** begin Given passage **

0
votes

I am able to successfully copy data from sql Azure to Azure cosmos DB using data factory. After first copy I want to keep it updated from the same sql source but Here is the problem:

Lets assume I have a SQL table like this:

Col1   Col2
val11  val21
val12  val22
val13   val21
val11   val23
  1. In data factory copy activity I chose SQL as source and cosmos DB as destination. I chose upsert option for copying.

  2. In the mapping section of azure data factory I setup the col1 mapped to /primarykey of my cosmosdb collection and col2 mapped to col2.

  3. Now I executed the data factory pipeline. It successfully copied it and items look like following:

   ID            PartitionKey         Document
   `SomeGuid1`      val11              { Col2: val21 }
   `SomeGuid2`      val12              { Col2: val22 }
   `SomeGuid3`      val13              { Col2: val21 }
   `SomeGuid4`      val11              { Col2: val23 }
  1. Until this point it is fine. But let's say SQL data has changed and first row has become (val11 val25(Changed)). Now I want to copy this sql table again to cosmos DB.
  2. When I run the data factory pipeline again then it copies all the rows again and duplicate the data.

** end Given passage **

» **Task statement**: In the forum post about copying from SQL Azure to Cosmos DB, which option was selected for copying in the Data Factory copy activity?

** begin Rows **

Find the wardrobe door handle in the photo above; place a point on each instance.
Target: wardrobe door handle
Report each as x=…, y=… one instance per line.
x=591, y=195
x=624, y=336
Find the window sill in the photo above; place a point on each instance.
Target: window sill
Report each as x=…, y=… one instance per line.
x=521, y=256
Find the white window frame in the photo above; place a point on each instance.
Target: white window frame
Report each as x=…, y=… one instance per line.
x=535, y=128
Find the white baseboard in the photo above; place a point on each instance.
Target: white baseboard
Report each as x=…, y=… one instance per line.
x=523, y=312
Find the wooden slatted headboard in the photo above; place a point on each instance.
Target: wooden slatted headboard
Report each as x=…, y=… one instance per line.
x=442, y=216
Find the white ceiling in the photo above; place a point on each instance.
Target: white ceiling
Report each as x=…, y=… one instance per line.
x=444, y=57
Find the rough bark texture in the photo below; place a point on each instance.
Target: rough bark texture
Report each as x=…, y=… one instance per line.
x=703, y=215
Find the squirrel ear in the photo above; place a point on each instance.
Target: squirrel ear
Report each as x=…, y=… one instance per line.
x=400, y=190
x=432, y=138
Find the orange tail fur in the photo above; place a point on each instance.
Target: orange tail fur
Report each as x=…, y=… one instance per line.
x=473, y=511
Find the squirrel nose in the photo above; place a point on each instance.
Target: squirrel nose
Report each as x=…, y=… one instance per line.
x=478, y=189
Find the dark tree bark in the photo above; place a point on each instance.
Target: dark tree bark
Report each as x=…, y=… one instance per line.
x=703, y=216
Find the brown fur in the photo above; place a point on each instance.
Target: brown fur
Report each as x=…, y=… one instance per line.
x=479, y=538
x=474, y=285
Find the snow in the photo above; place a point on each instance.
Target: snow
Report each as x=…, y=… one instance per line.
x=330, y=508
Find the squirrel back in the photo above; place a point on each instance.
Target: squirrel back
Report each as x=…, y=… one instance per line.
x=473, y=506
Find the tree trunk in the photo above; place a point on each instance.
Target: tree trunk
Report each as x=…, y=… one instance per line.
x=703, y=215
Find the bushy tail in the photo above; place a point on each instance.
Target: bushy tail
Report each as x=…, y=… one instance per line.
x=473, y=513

** end Rows **

» **Answer**: Upsert